What to work on — Do not copy the pictures. Write out the lines from the start of the entries through the line containing "Target: green shrub".

Region pointing data:
= = =

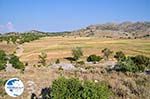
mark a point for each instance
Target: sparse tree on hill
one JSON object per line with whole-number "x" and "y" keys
{"x": 77, "y": 53}
{"x": 107, "y": 52}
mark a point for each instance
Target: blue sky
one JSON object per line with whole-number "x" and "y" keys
{"x": 62, "y": 15}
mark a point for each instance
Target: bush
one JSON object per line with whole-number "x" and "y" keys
{"x": 3, "y": 60}
{"x": 72, "y": 88}
{"x": 107, "y": 52}
{"x": 93, "y": 58}
{"x": 81, "y": 62}
{"x": 141, "y": 60}
{"x": 138, "y": 63}
{"x": 77, "y": 53}
{"x": 120, "y": 56}
{"x": 2, "y": 90}
{"x": 127, "y": 65}
{"x": 57, "y": 61}
{"x": 16, "y": 63}
{"x": 42, "y": 59}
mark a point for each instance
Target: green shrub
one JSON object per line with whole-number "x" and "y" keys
{"x": 77, "y": 53}
{"x": 42, "y": 59}
{"x": 141, "y": 60}
{"x": 81, "y": 62}
{"x": 16, "y": 63}
{"x": 120, "y": 56}
{"x": 72, "y": 88}
{"x": 127, "y": 65}
{"x": 3, "y": 60}
{"x": 107, "y": 52}
{"x": 93, "y": 58}
{"x": 2, "y": 90}
{"x": 134, "y": 64}
{"x": 57, "y": 61}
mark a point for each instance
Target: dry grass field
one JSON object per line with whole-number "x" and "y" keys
{"x": 60, "y": 47}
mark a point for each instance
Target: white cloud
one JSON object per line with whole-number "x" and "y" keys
{"x": 10, "y": 26}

= = =

Output —
mark a point for each instance
Target: sparse tree on hill
one JSON object per line with whole-number "x" and "y" keys
{"x": 77, "y": 53}
{"x": 107, "y": 52}
mark a point for each instance
Target: blue sky
one JSON object per line with whole-number "x" and "y" keys
{"x": 62, "y": 15}
mark a point for each instance
Target: bush
one JSON object per line with whole-number "x" and "y" keys
{"x": 3, "y": 60}
{"x": 72, "y": 88}
{"x": 107, "y": 52}
{"x": 93, "y": 58}
{"x": 81, "y": 62}
{"x": 141, "y": 60}
{"x": 138, "y": 63}
{"x": 77, "y": 53}
{"x": 120, "y": 56}
{"x": 2, "y": 90}
{"x": 127, "y": 65}
{"x": 57, "y": 61}
{"x": 16, "y": 63}
{"x": 42, "y": 59}
mark a point for each instance
Target: green shrub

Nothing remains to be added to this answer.